— start of Source data —

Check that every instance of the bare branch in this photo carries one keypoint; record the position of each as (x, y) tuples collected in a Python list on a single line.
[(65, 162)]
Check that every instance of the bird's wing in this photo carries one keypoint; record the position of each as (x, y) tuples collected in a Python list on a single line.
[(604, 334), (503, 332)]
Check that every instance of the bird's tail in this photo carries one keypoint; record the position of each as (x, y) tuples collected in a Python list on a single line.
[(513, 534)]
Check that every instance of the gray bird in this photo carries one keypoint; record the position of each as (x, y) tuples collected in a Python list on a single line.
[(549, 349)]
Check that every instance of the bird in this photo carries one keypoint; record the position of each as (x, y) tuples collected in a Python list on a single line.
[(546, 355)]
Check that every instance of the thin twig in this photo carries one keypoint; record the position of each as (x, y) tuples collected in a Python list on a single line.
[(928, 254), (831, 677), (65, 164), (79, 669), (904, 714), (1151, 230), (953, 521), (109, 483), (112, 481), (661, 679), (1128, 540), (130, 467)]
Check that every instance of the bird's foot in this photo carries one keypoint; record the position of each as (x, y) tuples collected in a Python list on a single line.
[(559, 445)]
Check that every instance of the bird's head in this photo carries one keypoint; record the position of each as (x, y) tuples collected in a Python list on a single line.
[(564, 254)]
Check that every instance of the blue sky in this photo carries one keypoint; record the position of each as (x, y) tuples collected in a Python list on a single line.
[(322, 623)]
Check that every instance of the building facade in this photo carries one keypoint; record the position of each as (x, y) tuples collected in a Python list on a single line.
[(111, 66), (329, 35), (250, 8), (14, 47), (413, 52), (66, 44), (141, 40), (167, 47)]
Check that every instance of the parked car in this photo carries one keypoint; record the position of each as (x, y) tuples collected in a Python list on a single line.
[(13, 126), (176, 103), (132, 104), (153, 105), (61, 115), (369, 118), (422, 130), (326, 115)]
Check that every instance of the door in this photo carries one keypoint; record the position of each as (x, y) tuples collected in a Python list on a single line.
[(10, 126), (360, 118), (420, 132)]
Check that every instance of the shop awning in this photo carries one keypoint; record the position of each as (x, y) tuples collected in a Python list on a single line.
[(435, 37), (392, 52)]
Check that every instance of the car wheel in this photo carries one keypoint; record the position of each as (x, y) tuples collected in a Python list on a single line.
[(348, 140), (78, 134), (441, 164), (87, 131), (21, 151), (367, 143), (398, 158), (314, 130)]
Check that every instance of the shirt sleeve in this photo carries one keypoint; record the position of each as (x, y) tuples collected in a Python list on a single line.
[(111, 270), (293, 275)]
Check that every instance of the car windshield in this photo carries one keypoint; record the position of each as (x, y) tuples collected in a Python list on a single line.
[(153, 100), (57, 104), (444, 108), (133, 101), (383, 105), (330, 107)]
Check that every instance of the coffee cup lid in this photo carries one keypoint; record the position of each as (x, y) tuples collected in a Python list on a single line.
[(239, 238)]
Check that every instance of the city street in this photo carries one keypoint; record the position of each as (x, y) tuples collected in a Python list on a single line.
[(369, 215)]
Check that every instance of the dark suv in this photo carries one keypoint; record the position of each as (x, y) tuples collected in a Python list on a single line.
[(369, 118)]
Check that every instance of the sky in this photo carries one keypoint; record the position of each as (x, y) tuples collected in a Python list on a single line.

— end of Source data —

Given exercise:
Rewrite every entry above, substituting "with one tuple per line" for "on a single line" and leaving all other wording unchanged.

The response:
Check that every instance of the bare branch in this photo carries one keypoint; record the position of each as (x, y) tuples collected in a Python list with one tuple per line.
[(65, 162)]
Check that every instance of the bird's wing in this photo carries one keypoint; record the position of each as (x, y) tuples collected in a Python list with one tuple per line.
[(604, 334), (503, 332)]
Check that every instance of the bird's tail in this photo carries one keypoint; record the position of each as (x, y) tuples collected in a Python list with one tuple per line.
[(513, 534)]
Check that every instance of the gray bird in this photo carries one keypoint; record the position of each as (x, y) tuples collected in a Python list with one tuple per line.
[(549, 349)]
Check that every instance of the bird in this photo carries one keypoint; record the position of each as (x, y) tuples collected in a Python list with one tuple per line.
[(546, 355)]
Check that every instance of the thin twig in this photo carries one keypoint; record the position of each as (x, y) tuples collected in a Python list with one tuple per line.
[(928, 254), (831, 677), (65, 164), (79, 669), (904, 714), (1151, 230), (953, 521), (109, 483), (112, 481), (661, 679), (1128, 540), (130, 467)]
Check that every instance of the bird's foot in this photo carries one keypoint; record the position of each as (x, y) tuples collected in a Python list with one tuple per line.
[(559, 445)]
Check that every instance of the bird's head in this photo carries one keypoint; record the position of each as (x, y) tuples collected in a Python list with one tuple per line.
[(564, 254)]
Check that every instance of the blue sky in this photo carries one keypoint; record the position of each as (x, y) tuples collected in a Python list with one tuple per line.
[(322, 623)]
Check that every instance of the building facade in this photo carries one keypoint; record the position of each as (x, y) tuples collected in a Python list with one tuple per line.
[(111, 66), (329, 35), (250, 8), (14, 47), (413, 52), (66, 44), (141, 40), (167, 47)]
Check that every instance of the parked car in this photo carries one keypoint; record the position of each as (x, y) tuples collected in a Python list with one tuple per line.
[(13, 126), (176, 103), (132, 104), (153, 105), (61, 115), (369, 118), (422, 130), (326, 115)]
Check that every instance of the door in this photo carries one keypoint; record the position of each as (x, y) tuples collected in a Python list with one tuple per line.
[(10, 126), (360, 118), (420, 132)]
Check that every instance of the shop awning in this photo carries one keypoint; record the position of each as (x, y) tuples collected in a Python list with one tuple per line.
[(435, 37), (392, 52)]
Check that every instance of the car wheel in this photo carries one keypoint; record the position of each as (x, y) tuples collected in a Python list with one tuple per line.
[(348, 140), (78, 134), (441, 164), (87, 131), (21, 151), (367, 143), (398, 158), (314, 130)]
Check that every instance of the shirt sleeve in this photo carries one keypoint; record the position of each as (x, y) tuples collected in a Python list with one tuple per line.
[(111, 270), (293, 275)]
Check that every instance of the car windshield in this photo carries one keypoint; record the position of each as (x, y) tuples collected in a Python list with one tuple per line.
[(153, 100), (57, 104), (444, 108), (133, 101), (383, 105), (330, 107)]
Check that every instance of the coffee cup lid in this photo carries one keypoint; record the position of each as (x, y) tuples collected in a Python list with one tuple per line.
[(239, 238)]
Check that every instance of the city street in this photo carries one keypoint; record the position of each as (x, y) tuples collected in a Python list with one tuple per line.
[(369, 215)]
Check that every instance of the dark suv in this photo carries one keypoint; record the position of each as (x, y) tuples collected in a Python list with one tuple per line.
[(369, 118)]
Check that every instance of the sky in this photo carries one keypoint; record the position of each as (x, y) tuples collected in a Python list with one tuple per line.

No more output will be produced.